What the task requires:
Word for word, give every line of the listing again.
------------------------------------
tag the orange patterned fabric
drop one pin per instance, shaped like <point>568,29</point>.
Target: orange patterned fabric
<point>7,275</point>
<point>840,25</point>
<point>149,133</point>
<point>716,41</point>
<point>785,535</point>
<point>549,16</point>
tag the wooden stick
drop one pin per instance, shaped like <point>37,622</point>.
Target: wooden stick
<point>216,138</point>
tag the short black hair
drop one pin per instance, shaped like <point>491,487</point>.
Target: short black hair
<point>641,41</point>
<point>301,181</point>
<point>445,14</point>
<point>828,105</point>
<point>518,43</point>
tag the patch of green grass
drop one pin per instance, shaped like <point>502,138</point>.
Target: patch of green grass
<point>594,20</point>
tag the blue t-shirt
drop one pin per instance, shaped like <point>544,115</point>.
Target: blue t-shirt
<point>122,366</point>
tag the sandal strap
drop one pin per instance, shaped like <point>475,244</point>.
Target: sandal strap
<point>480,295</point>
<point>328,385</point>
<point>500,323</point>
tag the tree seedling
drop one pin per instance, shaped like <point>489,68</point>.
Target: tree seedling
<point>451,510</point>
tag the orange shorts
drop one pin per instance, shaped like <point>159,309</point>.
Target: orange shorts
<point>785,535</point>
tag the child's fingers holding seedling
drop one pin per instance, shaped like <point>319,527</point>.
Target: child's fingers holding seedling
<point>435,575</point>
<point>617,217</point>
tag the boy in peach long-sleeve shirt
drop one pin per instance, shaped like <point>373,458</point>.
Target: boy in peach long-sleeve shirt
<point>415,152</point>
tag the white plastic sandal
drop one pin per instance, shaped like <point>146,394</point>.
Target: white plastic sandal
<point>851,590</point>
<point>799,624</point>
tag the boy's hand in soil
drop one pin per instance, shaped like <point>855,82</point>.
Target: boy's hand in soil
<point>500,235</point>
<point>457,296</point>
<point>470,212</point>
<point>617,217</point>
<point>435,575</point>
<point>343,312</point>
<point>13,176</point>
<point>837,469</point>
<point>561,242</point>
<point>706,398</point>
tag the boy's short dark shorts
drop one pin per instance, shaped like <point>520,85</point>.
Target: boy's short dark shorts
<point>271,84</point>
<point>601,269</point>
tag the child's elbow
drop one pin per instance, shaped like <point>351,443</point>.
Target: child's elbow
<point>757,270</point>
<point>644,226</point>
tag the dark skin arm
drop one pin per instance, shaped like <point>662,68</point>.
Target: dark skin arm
------------------------------------
Reply:
tag the orange patterned fabric
drop one pin per instance, shaped like <point>568,29</point>.
Target: orange patterned fabric
<point>7,275</point>
<point>840,25</point>
<point>149,133</point>
<point>716,41</point>
<point>785,535</point>
<point>549,16</point>
tag the wooden stick
drop one pin per instance, shaped like <point>37,622</point>.
Target: wooden stick
<point>216,138</point>
tag the short black hair
drop one pin per instance, shaped like <point>491,487</point>.
Target: short black hair
<point>641,41</point>
<point>301,181</point>
<point>445,14</point>
<point>828,105</point>
<point>518,43</point>
tag the patch of green grass
drop one pin per instance, shaped like <point>502,138</point>.
Target: patch of green grass
<point>594,20</point>
tag the blue t-shirt
drop one pin per instance, shaped like <point>544,115</point>.
Target: blue t-shirt
<point>122,366</point>
tag the sandal strap
drop one pin per instance, shaped like <point>475,244</point>.
Target: sandal strap
<point>480,295</point>
<point>328,385</point>
<point>500,323</point>
tag the tree seedling
drop one pin per instance, shaped like <point>489,68</point>.
Target: tree seedling
<point>451,510</point>
tag the orange shorts
drop one pin per instance, shaped like <point>159,309</point>.
Target: orange shorts
<point>785,535</point>
tag the child's fingers holding seedling
drop one pin per instance, shaped like <point>319,527</point>.
Target: child's fingers holding seedling
<point>435,575</point>
<point>617,217</point>
tag the boy in peach long-sleeve shirt
drop one pin per instance, shaped like <point>373,458</point>.
Target: boy in peach long-sleeve shirt
<point>415,152</point>
tag the white plastic sandal
drop one pin per instance, shaped like <point>146,394</point>.
Target: white plastic sandal
<point>851,590</point>
<point>799,624</point>
tag the boy's hand in soil
drop one pin per instance, shaped like <point>855,82</point>.
Target: boy's hand in soil
<point>500,235</point>
<point>457,296</point>
<point>470,212</point>
<point>617,217</point>
<point>435,575</point>
<point>343,312</point>
<point>13,176</point>
<point>837,469</point>
<point>561,242</point>
<point>706,398</point>
tag the boy's short dark shorts
drop one pin per instance, shaped like <point>520,85</point>.
Target: boy's short dark shorts
<point>271,84</point>
<point>601,269</point>
tag the child's elbow
drop one pin per instance, shaped like <point>351,443</point>.
Target: child's elbow
<point>757,270</point>
<point>644,226</point>
tag the dark skin arm
drop one pin per instance, shaped like <point>662,68</point>.
Target: dark skin arm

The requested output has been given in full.